- _PROBLEM STATEMENT_:
Transcribe word for word the lines spanning the line with "[spot] the large" through the end of the records.

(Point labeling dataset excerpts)
■ ■ ■ ■

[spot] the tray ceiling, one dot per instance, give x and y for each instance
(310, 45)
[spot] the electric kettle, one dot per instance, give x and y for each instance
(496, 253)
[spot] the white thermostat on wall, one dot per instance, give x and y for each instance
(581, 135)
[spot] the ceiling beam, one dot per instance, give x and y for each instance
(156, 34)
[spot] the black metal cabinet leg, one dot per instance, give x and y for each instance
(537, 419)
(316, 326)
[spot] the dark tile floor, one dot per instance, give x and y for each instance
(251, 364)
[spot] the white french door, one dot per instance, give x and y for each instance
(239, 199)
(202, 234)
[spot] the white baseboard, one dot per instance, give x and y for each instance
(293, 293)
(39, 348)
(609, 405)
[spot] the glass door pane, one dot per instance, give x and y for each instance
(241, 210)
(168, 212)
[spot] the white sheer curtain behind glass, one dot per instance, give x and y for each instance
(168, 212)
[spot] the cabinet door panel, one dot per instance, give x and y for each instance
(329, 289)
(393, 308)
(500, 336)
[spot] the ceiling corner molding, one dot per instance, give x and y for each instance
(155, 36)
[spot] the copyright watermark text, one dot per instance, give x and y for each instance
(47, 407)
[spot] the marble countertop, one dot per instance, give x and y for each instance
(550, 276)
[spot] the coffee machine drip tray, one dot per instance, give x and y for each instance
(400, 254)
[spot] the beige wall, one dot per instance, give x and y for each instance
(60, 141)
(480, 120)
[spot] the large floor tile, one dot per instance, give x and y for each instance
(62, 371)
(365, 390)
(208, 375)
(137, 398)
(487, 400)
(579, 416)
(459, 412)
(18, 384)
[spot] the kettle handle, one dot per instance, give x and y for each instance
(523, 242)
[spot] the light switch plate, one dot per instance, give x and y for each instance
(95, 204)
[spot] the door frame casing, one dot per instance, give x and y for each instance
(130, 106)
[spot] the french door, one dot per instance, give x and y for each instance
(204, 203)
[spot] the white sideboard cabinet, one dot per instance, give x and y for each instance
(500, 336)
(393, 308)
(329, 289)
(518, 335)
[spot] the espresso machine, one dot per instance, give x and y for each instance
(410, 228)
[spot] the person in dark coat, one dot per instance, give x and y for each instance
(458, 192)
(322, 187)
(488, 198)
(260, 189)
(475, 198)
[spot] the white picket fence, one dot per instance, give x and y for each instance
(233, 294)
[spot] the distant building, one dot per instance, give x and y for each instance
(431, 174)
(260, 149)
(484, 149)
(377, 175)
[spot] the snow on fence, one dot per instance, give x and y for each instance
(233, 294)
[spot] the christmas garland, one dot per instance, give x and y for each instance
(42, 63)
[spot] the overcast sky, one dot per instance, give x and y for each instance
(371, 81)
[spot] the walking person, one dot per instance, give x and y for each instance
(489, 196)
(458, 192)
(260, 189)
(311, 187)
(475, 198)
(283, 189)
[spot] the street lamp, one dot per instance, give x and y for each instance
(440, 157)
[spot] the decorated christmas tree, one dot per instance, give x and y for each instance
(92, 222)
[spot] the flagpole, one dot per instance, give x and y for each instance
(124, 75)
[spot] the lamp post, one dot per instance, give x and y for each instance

■ ■ ■ ■

- _RESPONSE BELOW_:
[spot] the large floor tile, one dot per instance, give x and y for each instance
(62, 371)
(365, 390)
(208, 375)
(137, 398)
(487, 400)
(579, 416)
(459, 412)
(18, 384)
[spot] the kettle handle, one dot per instance, give x and y for each instance
(523, 242)
[spot] the light switch plate, one dot per instance, give x and y for each instance
(95, 204)
[spot] the door frame casing, one dot per instance, give x and y for each instance
(130, 106)
[spot] the french door, one dot per instance, give x and y for each instance
(204, 203)
[spot] the white sideboard cabinet, one dot per instance, give x and y for each instance
(500, 336)
(393, 308)
(329, 289)
(518, 335)
[spot] the espresso machine, one dot per instance, give x and y for each instance
(410, 228)
[spot] the person in dark coat, one dot per instance, give x and y for each instance
(458, 192)
(322, 187)
(488, 198)
(260, 189)
(475, 198)
[spot] the white picket fence, one dot per instance, give x and y for each instance
(233, 294)
[spot] the distant building, one dot per instance, give x and y for each instance
(431, 174)
(260, 149)
(484, 149)
(377, 175)
[spot] the snow on fence, one dot per instance, give x and y for each instance
(233, 294)
[spot] the christmas garland, one dot per instance, give x and y for each instance
(42, 63)
[spot] the overcast sky, one dot per instance, give x and y for each instance
(371, 81)
[spot] the walking person, one dot per instance, give x and y for each instance
(489, 196)
(458, 192)
(260, 189)
(311, 187)
(475, 198)
(283, 189)
[spot] the street lamp, one dot per instance, give x and y for each instance
(440, 157)
[spot] the decorated christmas tree, one dot per instance, give x and y for each instance
(92, 222)
[spot] the flagpole, one dot per instance, give x and y for each instance
(124, 75)
[spot] the lamp post, one dot per instance, give x and y for each instance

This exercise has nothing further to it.